WORK TASK: Each line of the data should be transcribed exactly as given.

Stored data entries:
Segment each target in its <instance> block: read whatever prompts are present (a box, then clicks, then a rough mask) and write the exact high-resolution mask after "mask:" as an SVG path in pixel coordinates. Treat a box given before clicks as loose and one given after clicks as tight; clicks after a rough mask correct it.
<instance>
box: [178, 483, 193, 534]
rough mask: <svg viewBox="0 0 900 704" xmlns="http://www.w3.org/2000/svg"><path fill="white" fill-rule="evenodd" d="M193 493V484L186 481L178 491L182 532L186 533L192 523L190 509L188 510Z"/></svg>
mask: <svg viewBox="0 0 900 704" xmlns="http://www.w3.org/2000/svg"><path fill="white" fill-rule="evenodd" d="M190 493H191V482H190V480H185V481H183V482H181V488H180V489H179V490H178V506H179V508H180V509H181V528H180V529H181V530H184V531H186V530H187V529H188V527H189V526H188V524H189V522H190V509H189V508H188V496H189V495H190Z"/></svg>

EXERCISE OUTPUT:
Segment each target in its <instance> block: read whatever prompts are present (a box, then clicks, then a rough mask) and write the exact high-resolution mask after "mask:" as an SVG path in pixel coordinates. Treat a box given before clicks as loose and one given after clicks as tight; clicks after a rough mask correct it.
<instance>
box: [178, 483, 193, 534]
rough mask: <svg viewBox="0 0 900 704" xmlns="http://www.w3.org/2000/svg"><path fill="white" fill-rule="evenodd" d="M193 493V484L186 481L178 491L182 532L186 533L192 523L190 509L188 510Z"/></svg>
mask: <svg viewBox="0 0 900 704" xmlns="http://www.w3.org/2000/svg"><path fill="white" fill-rule="evenodd" d="M190 493H191V482H190V480H185V481H183V482H181V488H180V489H179V490H178V506H179V508H180V509H181V528H180V529H181V530H184V531H186V530H187V529H188V527H189V526H188V524H189V522H190V509H189V508H188V496H189V495H190Z"/></svg>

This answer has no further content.